KUTIPAN DOKUMEN:
========

Bukan Sejak Dini, Inilah Saat Paling Tepat Mengenalkan Kompetisi Pada Anak

Bukan Sejak Dini, Inilah Saat Paling Tepat Mengenalkan Kompetisi Pada Anak

Hadila.co.id — Berkompetisi memiliki beberapa kebaikan. Meski demikian, ada banyak hal yang juga perlu diwaspadai, terlebih jika kompetisi diberlakukan kepada anak usia terlalu dini. Hal-hal apa yang perlu diperhatikan untuk memperkenalkan kompetisi pada anak tersebut? Simak wawancara kami dengan Ihsan Baihaqi Ibnu Bukhari, Motivator Parenting Internasional, Trainer Pelatihan Orangtua PSPA, direktur Auladi Parenting School dan penulis buku-buku parenting.

Apakah mengenalkan kompetisi itu perlu dalam pengasuhan anak?

Yang perlu kita pertanyakan sebelum menjawab pertanyaan itu adalah; apa tujuan dari kompetisi itu sendiri? Setelah menemukan jawabannya, kemudian kembalikan pada anak sebagai pelaku apakah tujuan tersebut sesuai bagi mereka.

Memperkenalkan kompetisi pada anak tentu perlu, tetapi kapan menjadi perlu? Pada saat apa menjadi perlu? Perlu dipahami. Semua ada porsinya, sehingga tidak overdosis.

Di Australia dan beberapa negara maju lainnya, sampai anak usia 12 tahun belum dianjurkan berkompetisi atau mengikuti lomba-lomba. Karena kompetisi tentu saja memunculkan nilai kemenangan dan kekalahan. Sedangkan otak anak dibawah usia 12 belum nyampe. Dalam otak anak kemenangan itu konkret, tetapi belajar menerima kekalahan itu abstrak (abstraksinya belum sempurna).

========

ENTRI HASIL EKSTRAKSI:
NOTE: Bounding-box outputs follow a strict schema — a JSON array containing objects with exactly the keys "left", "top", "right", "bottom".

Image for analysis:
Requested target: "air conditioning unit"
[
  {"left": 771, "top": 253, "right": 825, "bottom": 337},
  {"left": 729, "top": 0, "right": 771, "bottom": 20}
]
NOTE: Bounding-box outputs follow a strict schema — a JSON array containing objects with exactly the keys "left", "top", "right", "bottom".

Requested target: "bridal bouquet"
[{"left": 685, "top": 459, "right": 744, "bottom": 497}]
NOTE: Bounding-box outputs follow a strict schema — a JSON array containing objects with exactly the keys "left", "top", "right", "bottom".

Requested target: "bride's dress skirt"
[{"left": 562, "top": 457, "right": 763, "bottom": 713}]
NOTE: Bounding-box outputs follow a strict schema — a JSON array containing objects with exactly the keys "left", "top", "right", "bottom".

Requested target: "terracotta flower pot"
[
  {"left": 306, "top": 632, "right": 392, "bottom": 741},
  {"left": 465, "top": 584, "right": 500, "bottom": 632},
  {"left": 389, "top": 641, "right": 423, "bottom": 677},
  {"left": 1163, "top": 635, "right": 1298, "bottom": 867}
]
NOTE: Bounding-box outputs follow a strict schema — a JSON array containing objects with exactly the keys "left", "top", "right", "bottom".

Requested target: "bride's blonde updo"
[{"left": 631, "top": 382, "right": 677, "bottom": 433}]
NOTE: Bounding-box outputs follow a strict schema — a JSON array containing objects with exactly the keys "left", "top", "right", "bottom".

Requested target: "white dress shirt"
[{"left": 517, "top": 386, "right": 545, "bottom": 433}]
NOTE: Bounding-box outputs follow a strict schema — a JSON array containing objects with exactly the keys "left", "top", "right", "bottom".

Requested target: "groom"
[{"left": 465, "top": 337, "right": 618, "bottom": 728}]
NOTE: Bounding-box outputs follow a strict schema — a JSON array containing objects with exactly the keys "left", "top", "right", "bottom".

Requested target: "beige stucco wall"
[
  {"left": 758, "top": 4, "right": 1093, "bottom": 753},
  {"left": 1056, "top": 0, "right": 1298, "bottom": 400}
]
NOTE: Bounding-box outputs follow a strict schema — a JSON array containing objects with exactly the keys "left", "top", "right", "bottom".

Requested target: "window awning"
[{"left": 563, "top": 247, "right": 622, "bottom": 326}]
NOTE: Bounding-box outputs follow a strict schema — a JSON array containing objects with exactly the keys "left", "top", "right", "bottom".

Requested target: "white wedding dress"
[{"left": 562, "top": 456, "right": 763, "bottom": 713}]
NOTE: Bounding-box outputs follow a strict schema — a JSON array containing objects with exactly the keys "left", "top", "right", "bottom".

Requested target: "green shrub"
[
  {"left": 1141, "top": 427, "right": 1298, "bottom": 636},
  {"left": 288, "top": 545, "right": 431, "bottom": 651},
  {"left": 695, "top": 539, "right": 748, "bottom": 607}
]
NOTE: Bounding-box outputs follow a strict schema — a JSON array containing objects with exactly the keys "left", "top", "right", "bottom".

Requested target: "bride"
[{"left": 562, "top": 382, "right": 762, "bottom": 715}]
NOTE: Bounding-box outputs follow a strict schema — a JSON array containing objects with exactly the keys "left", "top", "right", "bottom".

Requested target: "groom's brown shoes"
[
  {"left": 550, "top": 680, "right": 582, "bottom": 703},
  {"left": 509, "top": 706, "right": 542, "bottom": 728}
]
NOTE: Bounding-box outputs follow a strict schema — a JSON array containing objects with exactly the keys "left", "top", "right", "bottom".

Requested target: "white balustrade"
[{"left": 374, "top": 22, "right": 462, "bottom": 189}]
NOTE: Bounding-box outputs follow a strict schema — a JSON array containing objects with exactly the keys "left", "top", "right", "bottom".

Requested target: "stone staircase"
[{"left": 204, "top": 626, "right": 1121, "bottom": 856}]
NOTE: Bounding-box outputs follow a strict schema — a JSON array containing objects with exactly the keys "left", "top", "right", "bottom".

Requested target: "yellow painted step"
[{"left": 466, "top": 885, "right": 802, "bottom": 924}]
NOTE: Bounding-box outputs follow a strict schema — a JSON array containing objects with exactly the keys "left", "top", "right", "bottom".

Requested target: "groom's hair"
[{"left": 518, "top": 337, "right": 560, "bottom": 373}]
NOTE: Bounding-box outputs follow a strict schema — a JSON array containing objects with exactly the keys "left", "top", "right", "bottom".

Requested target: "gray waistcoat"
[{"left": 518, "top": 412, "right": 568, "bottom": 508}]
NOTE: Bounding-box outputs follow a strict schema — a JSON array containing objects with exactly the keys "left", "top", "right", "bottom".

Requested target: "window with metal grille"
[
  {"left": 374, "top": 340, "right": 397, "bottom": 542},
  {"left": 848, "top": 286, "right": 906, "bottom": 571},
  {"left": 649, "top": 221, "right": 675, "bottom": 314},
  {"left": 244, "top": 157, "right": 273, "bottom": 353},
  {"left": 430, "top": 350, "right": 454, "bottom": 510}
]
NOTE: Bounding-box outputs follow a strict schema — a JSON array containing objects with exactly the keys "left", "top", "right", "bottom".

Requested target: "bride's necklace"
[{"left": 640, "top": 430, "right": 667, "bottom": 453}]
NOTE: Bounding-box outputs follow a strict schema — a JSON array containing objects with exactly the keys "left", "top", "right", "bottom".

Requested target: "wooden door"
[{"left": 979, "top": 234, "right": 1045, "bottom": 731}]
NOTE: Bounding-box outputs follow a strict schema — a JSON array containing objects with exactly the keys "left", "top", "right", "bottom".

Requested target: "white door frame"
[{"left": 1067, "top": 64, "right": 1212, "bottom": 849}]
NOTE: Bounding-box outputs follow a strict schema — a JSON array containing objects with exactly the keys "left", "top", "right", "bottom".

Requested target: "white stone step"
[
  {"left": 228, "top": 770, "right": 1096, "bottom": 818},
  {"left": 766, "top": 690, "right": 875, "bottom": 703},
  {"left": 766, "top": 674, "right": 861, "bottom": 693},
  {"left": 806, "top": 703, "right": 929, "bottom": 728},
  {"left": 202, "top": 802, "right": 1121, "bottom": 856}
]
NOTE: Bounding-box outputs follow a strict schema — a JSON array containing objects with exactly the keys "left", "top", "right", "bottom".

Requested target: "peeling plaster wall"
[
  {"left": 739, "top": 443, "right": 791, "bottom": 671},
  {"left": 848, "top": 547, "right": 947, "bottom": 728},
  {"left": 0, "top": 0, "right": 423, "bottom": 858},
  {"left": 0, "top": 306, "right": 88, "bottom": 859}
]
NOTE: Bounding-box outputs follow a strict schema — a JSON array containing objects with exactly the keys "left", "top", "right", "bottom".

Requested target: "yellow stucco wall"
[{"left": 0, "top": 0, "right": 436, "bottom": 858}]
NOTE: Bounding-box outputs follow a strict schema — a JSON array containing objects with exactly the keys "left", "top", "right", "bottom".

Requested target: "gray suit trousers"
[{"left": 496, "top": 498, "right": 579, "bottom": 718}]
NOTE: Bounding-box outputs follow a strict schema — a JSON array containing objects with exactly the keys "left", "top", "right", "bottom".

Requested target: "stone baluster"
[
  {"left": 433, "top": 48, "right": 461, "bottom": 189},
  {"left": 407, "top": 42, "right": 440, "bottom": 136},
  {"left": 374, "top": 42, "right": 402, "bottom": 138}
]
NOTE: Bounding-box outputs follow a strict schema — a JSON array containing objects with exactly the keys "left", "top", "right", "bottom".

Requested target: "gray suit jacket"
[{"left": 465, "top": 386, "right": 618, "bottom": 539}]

========

YANG PERLU DIKERJAKAN:
A – Menurut artikel tentang kompetisi pada anak, sampai usia berapa anak di Australia belum dianjurkan berkompetisi atau mengikuti lomba?
B – Lanjutkan artikel tentang kompetisi pada anak mulai setelah kalimat terakhirnya.

JAWABAN:
A – Sampai usia 12 tahun.

B –
Itulah mengapa di negara maju, tidak diberlakukan ranking dalam pendidikan formal. Karena ketika ada batasan ranking atau beberapa level juara dalam sebuah kompetisi, selebihnya adalah anak-anak yang kalah dan merasa kalah.

Berarti, waktu ‘dini’ atau tepatnya anak berkompetisi adalah di usia 12 tahun ke atas?

Idealnya seperti itu. Karena tahapannya, pada 12 tahun pertama usia anak, hal yang lebih utama dikembangkan pada diri anak adalah nilai kerja sama. Di Jepang kompetisi-kompetisi bagi anak-anak di bawah usia 12, pasti sifatnya beregu dan biasanya relatif sangat mudah untuk dimenangkan. Karena nilai yang ingin dan sesuai untuk ditanamkan melalui kompetisi tersebut adalah nilai kerja sama. Jangan sampai anak ketika dewasa hanya memahami menang-kalah dalam setiap permasalahan. Bukan konsep saling mengisi.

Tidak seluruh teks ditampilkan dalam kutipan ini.